__Exercise details__.
Rewrite the lines below, replacing "drop a point on each" with "place a point on each" wherever it occurs and leaving everything else unchanged.

--- Stored records ---

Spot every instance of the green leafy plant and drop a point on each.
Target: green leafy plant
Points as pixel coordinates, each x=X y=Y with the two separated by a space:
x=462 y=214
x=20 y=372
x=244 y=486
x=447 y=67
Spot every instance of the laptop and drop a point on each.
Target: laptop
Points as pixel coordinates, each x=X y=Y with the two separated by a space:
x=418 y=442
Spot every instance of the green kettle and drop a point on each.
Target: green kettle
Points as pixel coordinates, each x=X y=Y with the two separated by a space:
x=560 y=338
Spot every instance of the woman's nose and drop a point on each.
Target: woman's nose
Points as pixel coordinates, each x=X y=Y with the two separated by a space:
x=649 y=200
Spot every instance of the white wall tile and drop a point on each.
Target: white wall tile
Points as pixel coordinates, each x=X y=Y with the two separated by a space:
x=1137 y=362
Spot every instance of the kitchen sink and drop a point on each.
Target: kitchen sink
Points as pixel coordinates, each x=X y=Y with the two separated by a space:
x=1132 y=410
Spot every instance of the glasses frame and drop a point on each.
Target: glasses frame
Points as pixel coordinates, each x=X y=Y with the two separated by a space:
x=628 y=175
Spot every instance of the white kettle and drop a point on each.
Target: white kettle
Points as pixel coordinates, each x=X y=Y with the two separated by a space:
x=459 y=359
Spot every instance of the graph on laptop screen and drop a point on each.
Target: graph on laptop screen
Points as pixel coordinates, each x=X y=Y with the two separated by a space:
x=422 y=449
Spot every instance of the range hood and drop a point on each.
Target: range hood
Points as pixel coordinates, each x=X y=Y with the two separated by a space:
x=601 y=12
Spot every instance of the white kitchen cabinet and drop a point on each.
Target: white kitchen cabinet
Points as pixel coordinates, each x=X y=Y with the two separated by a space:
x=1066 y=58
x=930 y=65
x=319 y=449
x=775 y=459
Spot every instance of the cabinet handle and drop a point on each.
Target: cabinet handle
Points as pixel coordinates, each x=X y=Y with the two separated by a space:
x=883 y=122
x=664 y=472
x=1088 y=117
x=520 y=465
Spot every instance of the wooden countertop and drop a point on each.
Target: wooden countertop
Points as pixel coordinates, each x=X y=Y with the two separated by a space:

---

__Reply to the task__.
Spot every instance of the green leafy plant and place a point on each.
Target: green leafy plant
Points as pixel coordinates, each x=X y=Y with the two separated by a space:
x=462 y=214
x=20 y=372
x=244 y=486
x=447 y=67
Spot every instance of the laptop and place a point on each.
Target: laptop
Points as pixel coordinates, each x=X y=Y with the two separated by a space:
x=418 y=442
Spot every instance of the green kettle and place a point on each.
Target: green kettle
Points as pixel coordinates, each x=X y=Y with the two separated by a space:
x=560 y=338
Spot every instance of the woman's nose and place a point on each.
Target: woman's nose
Points as pixel coordinates, each x=X y=Y with the two separated by a space:
x=649 y=200
Spot every instance of the white wall tile and place a point on each.
Target: white wall tile
Points as pixel coordinates, each x=X y=Y with the two separated by a space:
x=1137 y=362
Spot every instance of the kitchen sink and place a point on each.
Target: kitchen sink
Points as pixel coordinates, each x=X y=Y with the two separated by a space:
x=1132 y=410
Spot every instance of the glasses frame and place a point on each.
Target: glasses frame
Points as pixel coordinates, each x=X y=Y with the two separated by a space:
x=628 y=175
Spot every instance of the white kettle and place a point on each.
Target: white kettle
Points as pixel coordinates, each x=X y=Y with the two separated by a space:
x=459 y=359
Spot every instance of the graph on laptop screen and place a point on each.
Target: graph on laptop screen
Points as pixel coordinates, each x=X y=Y with the two separated by a space:
x=422 y=449
Spot every instance of the range hood and place a point on each.
Target: range hood
Points as pixel coordinates, each x=X y=Y with the two separated by a space:
x=601 y=12
Spot every instance of the white kitchen cabinet and place a point on each.
Target: white kitchen cabinet
Points as pixel coordinates, each x=X y=Y with the two separated by a space:
x=1066 y=58
x=930 y=65
x=319 y=449
x=775 y=459
Spot every instance of the cabinet handle and place a point on each.
Target: cabinet handle
Points as pixel coordinates, each x=X y=Y with the two separated by a space:
x=883 y=122
x=664 y=472
x=1088 y=117
x=520 y=465
Spot every instance of the wooden countertop and place a point on each.
Target: wooden countertop
Points as pixel coordinates, each x=X y=Y with the two separated by a space:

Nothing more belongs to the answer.